◆ YOUR OBJECTIVE ◆
Can you write out the whole listing exactly?

Segment Open

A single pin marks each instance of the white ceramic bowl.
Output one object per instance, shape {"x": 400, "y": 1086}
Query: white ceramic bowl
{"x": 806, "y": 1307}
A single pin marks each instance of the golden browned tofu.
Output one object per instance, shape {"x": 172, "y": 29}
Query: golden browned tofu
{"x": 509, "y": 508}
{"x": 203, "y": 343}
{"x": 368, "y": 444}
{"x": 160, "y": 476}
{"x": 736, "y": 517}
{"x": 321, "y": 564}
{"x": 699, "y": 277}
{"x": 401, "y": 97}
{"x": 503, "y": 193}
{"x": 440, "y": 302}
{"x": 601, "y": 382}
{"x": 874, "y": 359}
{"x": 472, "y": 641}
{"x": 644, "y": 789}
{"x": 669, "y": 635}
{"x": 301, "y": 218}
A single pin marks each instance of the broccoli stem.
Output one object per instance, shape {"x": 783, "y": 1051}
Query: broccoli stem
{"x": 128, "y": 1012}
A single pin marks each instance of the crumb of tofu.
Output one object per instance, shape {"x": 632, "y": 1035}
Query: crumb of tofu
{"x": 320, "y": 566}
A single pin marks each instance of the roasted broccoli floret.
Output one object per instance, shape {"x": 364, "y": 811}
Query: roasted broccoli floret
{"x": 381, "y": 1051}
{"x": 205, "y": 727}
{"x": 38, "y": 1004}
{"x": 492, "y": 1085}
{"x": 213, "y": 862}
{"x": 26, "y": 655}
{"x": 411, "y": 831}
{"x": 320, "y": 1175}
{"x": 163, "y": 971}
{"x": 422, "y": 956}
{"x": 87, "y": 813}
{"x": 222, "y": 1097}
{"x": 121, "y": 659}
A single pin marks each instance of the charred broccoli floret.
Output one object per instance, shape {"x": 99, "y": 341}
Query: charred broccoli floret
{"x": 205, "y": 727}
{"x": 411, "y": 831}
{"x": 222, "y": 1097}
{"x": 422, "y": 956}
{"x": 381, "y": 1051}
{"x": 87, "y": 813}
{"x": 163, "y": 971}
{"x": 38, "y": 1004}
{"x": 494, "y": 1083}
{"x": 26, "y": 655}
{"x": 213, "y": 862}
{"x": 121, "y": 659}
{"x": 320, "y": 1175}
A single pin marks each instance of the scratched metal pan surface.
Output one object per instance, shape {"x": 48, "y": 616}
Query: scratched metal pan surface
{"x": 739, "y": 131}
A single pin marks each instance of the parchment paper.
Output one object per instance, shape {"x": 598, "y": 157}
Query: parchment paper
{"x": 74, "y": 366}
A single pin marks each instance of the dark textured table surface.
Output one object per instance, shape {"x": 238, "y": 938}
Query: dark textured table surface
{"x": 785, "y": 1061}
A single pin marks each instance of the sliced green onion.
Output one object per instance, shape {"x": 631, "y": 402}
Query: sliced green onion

Segment Closed

◆ EXPECTED ANSWER ◆
A single pin marks each instance of the white ceramic bowl.
Output one object per instance, shape {"x": 400, "y": 1086}
Query: white ceramic bowl
{"x": 806, "y": 1307}
A single pin marks each instance of the golden browned tofu.
Output one object per instance, shape {"x": 172, "y": 29}
Query: golden browned tofu
{"x": 509, "y": 508}
{"x": 203, "y": 343}
{"x": 368, "y": 444}
{"x": 160, "y": 476}
{"x": 736, "y": 517}
{"x": 321, "y": 564}
{"x": 699, "y": 277}
{"x": 401, "y": 97}
{"x": 503, "y": 193}
{"x": 440, "y": 302}
{"x": 601, "y": 382}
{"x": 874, "y": 359}
{"x": 472, "y": 641}
{"x": 644, "y": 789}
{"x": 669, "y": 635}
{"x": 301, "y": 218}
A single pin marks each instance of the broccoli stem.
Output one object per instance, shape {"x": 783, "y": 1051}
Query: broccoli stem
{"x": 128, "y": 1012}
A single pin marks each instance of the crumb of tofu.
Output one object per instance, shape {"x": 632, "y": 1035}
Query: crumb of tofu
{"x": 320, "y": 566}
A single pin marks each instance of the roasted broccoli floret.
Output one object per instance, shape {"x": 364, "y": 811}
Query: roasted broccoli floret
{"x": 381, "y": 1051}
{"x": 205, "y": 727}
{"x": 38, "y": 1004}
{"x": 492, "y": 1085}
{"x": 213, "y": 862}
{"x": 26, "y": 655}
{"x": 411, "y": 831}
{"x": 320, "y": 1175}
{"x": 163, "y": 971}
{"x": 422, "y": 956}
{"x": 87, "y": 813}
{"x": 222, "y": 1097}
{"x": 121, "y": 659}
A single pin marks each instance of the charred broccoli floret.
Output one object per instance, shape {"x": 99, "y": 341}
Query: charred broccoli floret
{"x": 205, "y": 727}
{"x": 411, "y": 831}
{"x": 222, "y": 1097}
{"x": 422, "y": 956}
{"x": 381, "y": 1051}
{"x": 87, "y": 813}
{"x": 163, "y": 971}
{"x": 38, "y": 1004}
{"x": 494, "y": 1083}
{"x": 26, "y": 655}
{"x": 213, "y": 862}
{"x": 121, "y": 659}
{"x": 320, "y": 1175}
A single pin marks each instance of the scratched metal pan surface.
Output one object per instance, shape {"x": 48, "y": 616}
Query: scratched metal pan surface
{"x": 739, "y": 131}
A single pin marks each instance of the parchment paper.
Output one object per instance, shape {"x": 598, "y": 157}
Query: parchment paper
{"x": 74, "y": 366}
A single pin marks each instance of the dark textured table surface.
Output one object per instance, shape {"x": 238, "y": 938}
Query: dark textured table surface
{"x": 785, "y": 1061}
A single pin marks each instance of the sliced green onion.
Output one object per instance, shape {"x": 631, "y": 402}
Query: sliced green onion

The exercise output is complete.